_Required action_.
Hand back each record exactly as you find it.

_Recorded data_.
§
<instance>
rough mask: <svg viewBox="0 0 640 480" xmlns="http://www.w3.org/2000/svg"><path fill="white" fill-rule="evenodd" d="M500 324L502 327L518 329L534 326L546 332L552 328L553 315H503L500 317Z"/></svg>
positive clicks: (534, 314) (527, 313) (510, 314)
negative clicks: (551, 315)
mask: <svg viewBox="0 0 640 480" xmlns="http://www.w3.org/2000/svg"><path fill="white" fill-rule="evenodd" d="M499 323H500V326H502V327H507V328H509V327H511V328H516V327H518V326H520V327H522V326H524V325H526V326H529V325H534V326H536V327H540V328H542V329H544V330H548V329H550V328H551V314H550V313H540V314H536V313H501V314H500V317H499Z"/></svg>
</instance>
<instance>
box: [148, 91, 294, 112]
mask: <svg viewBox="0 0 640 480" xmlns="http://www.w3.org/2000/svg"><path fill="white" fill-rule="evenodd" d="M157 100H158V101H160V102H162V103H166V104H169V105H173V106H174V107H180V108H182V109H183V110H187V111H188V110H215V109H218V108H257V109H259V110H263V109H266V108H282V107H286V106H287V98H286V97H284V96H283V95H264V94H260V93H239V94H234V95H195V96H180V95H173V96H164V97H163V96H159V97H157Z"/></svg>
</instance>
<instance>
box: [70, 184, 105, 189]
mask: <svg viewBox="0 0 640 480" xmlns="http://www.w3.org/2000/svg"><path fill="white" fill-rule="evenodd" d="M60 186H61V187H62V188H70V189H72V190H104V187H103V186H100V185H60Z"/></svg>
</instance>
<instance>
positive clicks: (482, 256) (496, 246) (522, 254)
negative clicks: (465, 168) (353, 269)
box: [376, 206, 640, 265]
§
_Result_.
<instance>
rough mask: <svg viewBox="0 0 640 480" xmlns="http://www.w3.org/2000/svg"><path fill="white" fill-rule="evenodd" d="M500 324L502 327L518 329L534 326L546 332L552 328L553 315H503L500 317Z"/></svg>
positive clicks: (534, 314) (527, 313) (510, 314)
negative clicks: (551, 315)
mask: <svg viewBox="0 0 640 480" xmlns="http://www.w3.org/2000/svg"><path fill="white" fill-rule="evenodd" d="M499 323H500V326H502V327H507V328H509V327H511V328H516V327H518V326H520V327H522V326H524V325H526V326H529V325H534V326H536V327H540V328H542V329H544V330H548V329H550V328H551V314H550V313H540V314H536V313H501V314H500V317H499Z"/></svg>
</instance>
<instance>
box: [148, 91, 294, 112]
mask: <svg viewBox="0 0 640 480" xmlns="http://www.w3.org/2000/svg"><path fill="white" fill-rule="evenodd" d="M157 100H158V101H160V102H162V103H166V104H169V105H173V106H174V107H180V108H182V109H183V110H187V111H188V110H215V109H218V108H257V109H259V110H263V109H266V108H282V107H286V106H287V98H286V97H284V96H283V95H264V94H260V93H239V94H234V95H195V96H180V95H173V96H164V97H163V96H159V97H157Z"/></svg>
</instance>
<instance>
box: [70, 184, 105, 189]
mask: <svg viewBox="0 0 640 480" xmlns="http://www.w3.org/2000/svg"><path fill="white" fill-rule="evenodd" d="M60 186H61V187H62V188H70V189H72V190H104V187H103V186H100V185H60Z"/></svg>
</instance>
<instance>
positive clicks: (482, 256) (496, 246) (522, 254)
negative clicks: (465, 168) (353, 269)
box: [376, 206, 640, 265]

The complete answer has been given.